> [Goal]: Copy the rows word for word, starting at the first line and ending at the line that contains "column 459, row 467".

> [Record list]:
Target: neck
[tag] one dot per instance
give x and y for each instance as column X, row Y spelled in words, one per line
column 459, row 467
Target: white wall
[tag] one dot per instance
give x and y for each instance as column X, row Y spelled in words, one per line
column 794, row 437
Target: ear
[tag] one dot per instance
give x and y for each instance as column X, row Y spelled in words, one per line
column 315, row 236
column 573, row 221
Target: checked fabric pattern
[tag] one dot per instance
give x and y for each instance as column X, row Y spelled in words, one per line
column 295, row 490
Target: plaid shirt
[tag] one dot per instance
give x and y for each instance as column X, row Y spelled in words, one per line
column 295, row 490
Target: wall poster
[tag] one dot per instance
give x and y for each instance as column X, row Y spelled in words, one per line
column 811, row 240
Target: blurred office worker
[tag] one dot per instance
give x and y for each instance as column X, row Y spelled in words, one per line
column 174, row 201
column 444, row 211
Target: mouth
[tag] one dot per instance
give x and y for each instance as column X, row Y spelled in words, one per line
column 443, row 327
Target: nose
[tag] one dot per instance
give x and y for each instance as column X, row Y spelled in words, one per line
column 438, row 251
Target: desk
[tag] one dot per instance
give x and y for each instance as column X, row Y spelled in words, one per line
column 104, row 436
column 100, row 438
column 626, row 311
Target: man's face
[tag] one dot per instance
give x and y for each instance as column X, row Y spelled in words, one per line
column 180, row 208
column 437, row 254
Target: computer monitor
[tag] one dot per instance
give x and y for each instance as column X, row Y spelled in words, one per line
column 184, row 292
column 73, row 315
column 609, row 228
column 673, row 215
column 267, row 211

> [Solution to this task]:
Target: neck
[tag] one dot per instance
give x and y for each instance as column X, row Y spelled in words, one per line
column 459, row 467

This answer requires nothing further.